Every line below should be copied exactly; drop the pictures.
▬▬▬
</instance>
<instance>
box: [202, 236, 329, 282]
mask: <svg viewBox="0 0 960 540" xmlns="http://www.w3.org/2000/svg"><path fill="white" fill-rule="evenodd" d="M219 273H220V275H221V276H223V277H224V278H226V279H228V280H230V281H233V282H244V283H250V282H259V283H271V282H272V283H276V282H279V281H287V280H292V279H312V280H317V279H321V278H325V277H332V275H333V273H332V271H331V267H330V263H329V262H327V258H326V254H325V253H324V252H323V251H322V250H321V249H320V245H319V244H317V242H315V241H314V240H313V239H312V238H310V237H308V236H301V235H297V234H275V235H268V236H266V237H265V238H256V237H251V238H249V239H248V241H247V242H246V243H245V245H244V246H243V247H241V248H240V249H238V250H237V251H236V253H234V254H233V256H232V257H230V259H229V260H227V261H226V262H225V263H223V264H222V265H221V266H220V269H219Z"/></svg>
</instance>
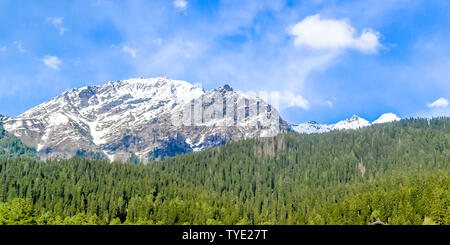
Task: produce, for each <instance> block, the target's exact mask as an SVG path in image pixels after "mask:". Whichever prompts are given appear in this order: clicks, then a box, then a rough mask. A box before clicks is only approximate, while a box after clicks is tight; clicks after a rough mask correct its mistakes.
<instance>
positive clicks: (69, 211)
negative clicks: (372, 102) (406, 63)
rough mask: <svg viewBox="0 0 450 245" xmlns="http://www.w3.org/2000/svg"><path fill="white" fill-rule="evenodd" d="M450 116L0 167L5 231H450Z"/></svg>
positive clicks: (16, 161) (6, 161)
mask: <svg viewBox="0 0 450 245" xmlns="http://www.w3.org/2000/svg"><path fill="white" fill-rule="evenodd" d="M449 123H450V119H449V118H440V119H434V120H419V119H417V120H416V119H412V120H402V121H400V122H396V123H389V124H382V125H376V126H371V127H368V128H364V129H360V130H347V131H333V132H330V133H326V134H313V135H306V134H305V135H303V134H295V133H291V134H282V135H279V136H277V137H274V138H265V139H253V140H244V141H240V142H234V143H229V144H226V145H223V146H220V147H216V148H213V149H208V150H205V151H202V152H199V153H195V154H188V155H182V156H178V157H174V158H169V159H166V160H164V161H155V162H151V163H149V164H148V165H145V166H144V165H134V164H121V163H112V164H111V163H109V162H107V161H102V160H96V161H94V160H87V159H82V158H73V159H71V160H59V161H47V162H39V161H35V160H25V159H7V158H2V159H1V160H0V188H1V189H0V201H2V202H4V203H3V204H1V206H0V224H17V223H25V224H121V223H124V224H369V223H371V222H373V221H376V220H379V221H383V222H385V223H387V224H447V225H448V224H450V191H449V187H450V151H449V140H450V130H449Z"/></svg>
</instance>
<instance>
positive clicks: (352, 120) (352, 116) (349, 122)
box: [332, 115, 371, 130]
mask: <svg viewBox="0 0 450 245" xmlns="http://www.w3.org/2000/svg"><path fill="white" fill-rule="evenodd" d="M370 125H371V124H370V122H369V121H367V120H366V119H364V118H361V117H359V116H357V115H353V116H352V117H351V118H350V119H345V120H343V121H340V122H338V123H336V124H334V125H333V126H332V128H333V129H338V130H341V129H358V128H363V127H367V126H370Z"/></svg>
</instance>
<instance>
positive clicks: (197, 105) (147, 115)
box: [2, 77, 287, 162]
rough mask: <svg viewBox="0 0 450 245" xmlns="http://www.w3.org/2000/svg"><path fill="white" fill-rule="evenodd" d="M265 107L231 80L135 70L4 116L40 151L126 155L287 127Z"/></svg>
mask: <svg viewBox="0 0 450 245" xmlns="http://www.w3.org/2000/svg"><path fill="white" fill-rule="evenodd" d="M217 93H220V94H221V95H225V96H224V97H223V99H224V100H223V102H221V101H220V99H219V98H218V97H217ZM226 102H228V103H226ZM239 105H242V106H239ZM218 108H219V109H218ZM267 108H270V107H269V106H268V105H267V104H266V103H265V102H263V101H260V99H258V98H257V97H252V96H245V95H244V94H241V93H239V92H234V91H233V89H232V88H231V87H230V86H229V85H227V84H226V85H224V86H223V87H221V88H218V89H215V90H212V91H208V90H204V89H202V88H200V87H197V86H195V85H192V84H191V83H188V82H186V81H182V80H172V79H169V78H167V77H156V78H132V79H126V80H117V81H110V82H107V83H104V84H101V85H95V86H85V87H82V88H75V89H71V90H68V91H66V92H64V93H63V94H61V95H59V96H57V97H55V98H53V99H52V100H50V101H48V102H45V103H43V104H41V105H38V106H36V107H34V108H32V109H30V110H28V111H26V112H24V113H23V114H21V115H19V116H18V117H15V118H12V119H8V120H6V121H4V122H3V123H2V124H4V128H5V130H7V131H9V132H12V133H13V134H15V135H16V136H18V137H19V138H21V139H22V140H23V141H24V143H25V144H27V145H28V146H31V147H34V148H36V149H37V150H38V153H39V154H40V155H42V157H43V158H42V159H45V158H47V157H51V158H65V157H71V156H74V155H77V154H79V153H80V152H82V154H83V155H85V156H88V157H89V156H95V157H98V156H100V157H103V158H109V159H110V160H112V161H114V160H119V161H127V160H128V159H129V157H130V152H133V153H134V154H135V155H136V156H138V157H139V158H140V159H141V160H143V161H144V162H145V161H146V160H152V159H157V158H158V157H161V156H162V157H164V156H172V155H176V154H181V153H187V152H192V151H197V150H200V149H204V148H208V147H213V146H216V145H220V144H223V143H225V142H229V141H232V140H238V139H243V138H248V137H259V136H260V137H263V136H264V135H272V134H271V133H277V132H279V129H280V128H281V127H284V128H286V129H287V125H285V124H286V123H285V122H284V121H283V122H281V121H282V120H280V118H279V115H278V112H277V111H276V110H271V111H268V109H267ZM235 115H237V116H235ZM274 118H275V119H274ZM2 120H3V119H2ZM273 121H276V122H277V123H273ZM192 126H195V127H192Z"/></svg>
▬▬▬
Output of the task »
</instance>
<instance>
box: [202, 236, 329, 282]
mask: <svg viewBox="0 0 960 540" xmlns="http://www.w3.org/2000/svg"><path fill="white" fill-rule="evenodd" d="M219 273H220V275H221V276H223V277H224V278H226V279H228V280H230V281H233V282H244V283H250V282H259V283H271V282H272V283H276V282H279V281H287V280H292V279H312V280H317V279H321V278H325V277H332V275H333V273H332V271H331V267H330V263H329V262H327V258H326V254H325V253H324V252H323V251H322V250H321V249H320V245H319V244H317V242H315V241H314V240H313V239H312V238H310V237H308V236H301V235H297V234H275V235H268V236H266V237H265V238H256V237H251V238H249V239H248V241H247V242H246V243H245V245H244V246H243V247H241V248H240V249H238V250H237V251H236V253H234V254H233V256H232V257H230V259H229V260H227V261H226V262H225V263H223V264H222V265H221V266H220V269H219Z"/></svg>
</instance>
Task: produce, for each <instance> block, the target's exact mask as an SVG path in image pixels after "mask:". Whichever prompts are given appear in this order: clicks, then a box, then a rough mask. A box before clicks is only approximate, while a box after clicks is tight; clicks after a rough mask correct its mistakes.
<instance>
positive clicks: (69, 211)
negative clicks: (372, 102) (406, 63)
rough mask: <svg viewBox="0 0 450 245" xmlns="http://www.w3.org/2000/svg"><path fill="white" fill-rule="evenodd" d="M450 116L0 167L5 231H450Z"/></svg>
positive clicks: (16, 161) (6, 161)
mask: <svg viewBox="0 0 450 245" xmlns="http://www.w3.org/2000/svg"><path fill="white" fill-rule="evenodd" d="M449 123H450V119H449V118H440V119H434V120H419V119H417V120H416V119H412V120H402V121H400V122H396V123H389V124H382V125H376V126H371V127H368V128H364V129H360V130H347V131H333V132H330V133H326V134H313V135H306V134H305V135H303V134H295V133H291V134H282V135H279V136H277V137H274V138H265V139H253V140H244V141H240V142H234V143H229V144H226V145H223V146H220V147H216V148H213V149H208V150H205V151H202V152H199V153H195V154H188V155H182V156H178V157H174V158H169V159H166V160H164V161H155V162H151V163H149V164H148V165H145V166H144V165H134V164H121V163H112V164H111V163H109V162H107V161H102V160H96V161H94V160H87V159H82V158H73V159H71V160H59V161H47V162H39V161H35V160H25V159H7V158H2V159H1V160H0V188H1V189H0V201H2V202H4V203H3V204H1V206H0V224H17V223H25V224H121V223H124V224H369V223H371V222H373V221H376V220H379V221H383V222H385V223H387V224H447V225H448V224H450V191H449V187H450V151H449V140H450V130H449Z"/></svg>
</instance>
<instance>
positive clicks: (352, 120) (352, 116) (349, 122)
box: [332, 115, 371, 130]
mask: <svg viewBox="0 0 450 245" xmlns="http://www.w3.org/2000/svg"><path fill="white" fill-rule="evenodd" d="M370 125H371V124H370V122H369V121H367V120H366V119H364V118H361V117H359V116H357V115H353V116H352V117H351V118H350V119H345V120H343V121H340V122H338V123H336V124H334V125H333V126H332V128H333V129H338V130H341V129H358V128H363V127H367V126H370Z"/></svg>
</instance>
<instance>
positive clicks: (197, 105) (147, 115)
box: [2, 77, 287, 162]
rough mask: <svg viewBox="0 0 450 245" xmlns="http://www.w3.org/2000/svg"><path fill="white" fill-rule="evenodd" d="M265 107L231 80L135 70L4 116L40 151L126 155L287 127Z"/></svg>
mask: <svg viewBox="0 0 450 245" xmlns="http://www.w3.org/2000/svg"><path fill="white" fill-rule="evenodd" d="M217 93H220V94H221V95H225V96H224V97H223V99H224V100H223V102H221V101H220V99H219V98H218V97H217ZM226 102H228V103H226ZM239 105H242V106H239ZM218 108H219V109H218ZM267 108H270V107H269V106H268V105H267V104H266V103H265V102H263V101H260V99H258V98H257V97H252V96H245V95H244V94H241V93H239V92H234V91H233V89H232V88H231V87H230V86H229V85H227V84H226V85H224V86H223V87H221V88H218V89H215V90H212V91H208V90H204V89H202V88H200V87H197V86H195V85H192V84H191V83H188V82H186V81H182V80H172V79H169V78H167V77H156V78H132V79H126V80H117V81H110V82H107V83H104V84H101V85H95V86H85V87H82V88H75V89H71V90H68V91H66V92H64V93H63V94H61V95H59V96H57V97H55V98H53V99H52V100H50V101H48V102H45V103H43V104H41V105H38V106H36V107H34V108H32V109H30V110H28V111H26V112H24V113H23V114H21V115H19V116H18V117H15V118H12V119H8V120H6V121H4V122H3V123H2V124H4V128H5V130H7V131H9V132H12V133H13V134H15V135H16V136H18V137H19V138H21V139H22V140H23V141H24V143H25V144H27V145H28V146H31V147H34V148H36V149H37V150H38V153H39V154H40V155H42V157H43V158H42V159H45V158H47V157H51V158H65V157H71V156H74V155H77V154H79V153H80V152H82V154H83V155H85V156H88V157H89V156H95V157H98V156H100V157H103V158H109V159H110V160H112V161H114V160H119V161H127V160H128V159H129V157H130V152H133V153H134V154H135V155H136V156H138V157H139V158H140V159H141V160H143V161H144V162H145V161H146V160H152V159H157V158H158V157H161V156H162V157H164V156H172V155H176V154H181V153H187V152H192V151H197V150H200V149H204V148H208V147H213V146H216V145H220V144H223V143H225V142H229V141H232V140H238V139H243V138H248V137H259V136H260V137H263V136H264V135H272V134H271V133H277V132H279V129H280V128H281V127H284V128H286V129H287V125H285V124H286V123H285V122H284V121H283V122H281V121H282V120H280V118H279V115H278V112H277V111H276V110H271V111H268V109H267ZM235 115H237V116H235ZM274 118H275V119H274ZM2 120H3V119H2ZM273 121H276V122H277V123H273ZM192 126H195V127H192Z"/></svg>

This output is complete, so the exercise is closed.